= YOUR TASK =
Please report each line of the data below that contains "mountain".

[Region pointing data]
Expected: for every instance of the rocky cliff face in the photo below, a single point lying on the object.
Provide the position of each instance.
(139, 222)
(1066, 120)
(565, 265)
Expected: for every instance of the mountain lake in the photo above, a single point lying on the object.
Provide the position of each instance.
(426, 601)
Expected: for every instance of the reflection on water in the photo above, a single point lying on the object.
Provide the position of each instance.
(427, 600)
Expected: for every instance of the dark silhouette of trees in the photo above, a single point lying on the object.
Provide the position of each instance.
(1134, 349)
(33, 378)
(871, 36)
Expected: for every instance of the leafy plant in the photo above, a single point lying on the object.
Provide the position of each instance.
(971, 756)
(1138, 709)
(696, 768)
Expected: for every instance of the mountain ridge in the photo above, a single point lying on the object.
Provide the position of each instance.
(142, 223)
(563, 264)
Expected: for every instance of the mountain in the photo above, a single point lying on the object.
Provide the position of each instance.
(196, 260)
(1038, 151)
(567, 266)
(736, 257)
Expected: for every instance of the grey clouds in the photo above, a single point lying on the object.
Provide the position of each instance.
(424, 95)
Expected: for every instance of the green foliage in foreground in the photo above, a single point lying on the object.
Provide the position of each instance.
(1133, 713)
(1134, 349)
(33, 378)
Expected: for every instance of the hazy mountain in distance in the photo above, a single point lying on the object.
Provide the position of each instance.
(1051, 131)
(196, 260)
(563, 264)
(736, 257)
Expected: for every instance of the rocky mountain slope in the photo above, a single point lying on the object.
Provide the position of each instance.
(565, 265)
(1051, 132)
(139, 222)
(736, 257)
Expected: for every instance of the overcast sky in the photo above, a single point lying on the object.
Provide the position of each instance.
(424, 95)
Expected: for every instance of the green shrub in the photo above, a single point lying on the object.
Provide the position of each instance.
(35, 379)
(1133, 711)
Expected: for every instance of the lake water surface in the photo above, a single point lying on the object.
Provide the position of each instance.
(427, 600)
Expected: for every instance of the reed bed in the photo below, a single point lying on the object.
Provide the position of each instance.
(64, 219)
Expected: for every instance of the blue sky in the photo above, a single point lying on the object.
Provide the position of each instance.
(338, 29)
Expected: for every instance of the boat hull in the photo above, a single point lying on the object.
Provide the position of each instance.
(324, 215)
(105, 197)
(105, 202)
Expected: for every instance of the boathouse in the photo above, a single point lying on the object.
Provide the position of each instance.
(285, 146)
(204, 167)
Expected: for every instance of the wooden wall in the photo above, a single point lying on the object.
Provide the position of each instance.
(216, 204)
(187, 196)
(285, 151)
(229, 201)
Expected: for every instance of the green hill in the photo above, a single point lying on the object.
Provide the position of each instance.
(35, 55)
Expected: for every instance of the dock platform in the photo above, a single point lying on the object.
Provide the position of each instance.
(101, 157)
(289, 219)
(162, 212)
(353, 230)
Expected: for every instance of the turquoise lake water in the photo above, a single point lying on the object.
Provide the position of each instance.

= ANSWER TO THE PROBLEM =
Expected: for every instance of the mountain lake in the photo above, a single point lying on the object.
Expected: for every instance of the mountain ridge in the photo above, a single point lying on the object.
Expected: for every instance of the mountain in the photo above, a single point lying on the object.
Expected: for every instance of the hazy mountain in distance in the photo above, a single point lying on the object.
Expected: for every instance of the rocky mountain slope in the photo above, a single point lying on the object.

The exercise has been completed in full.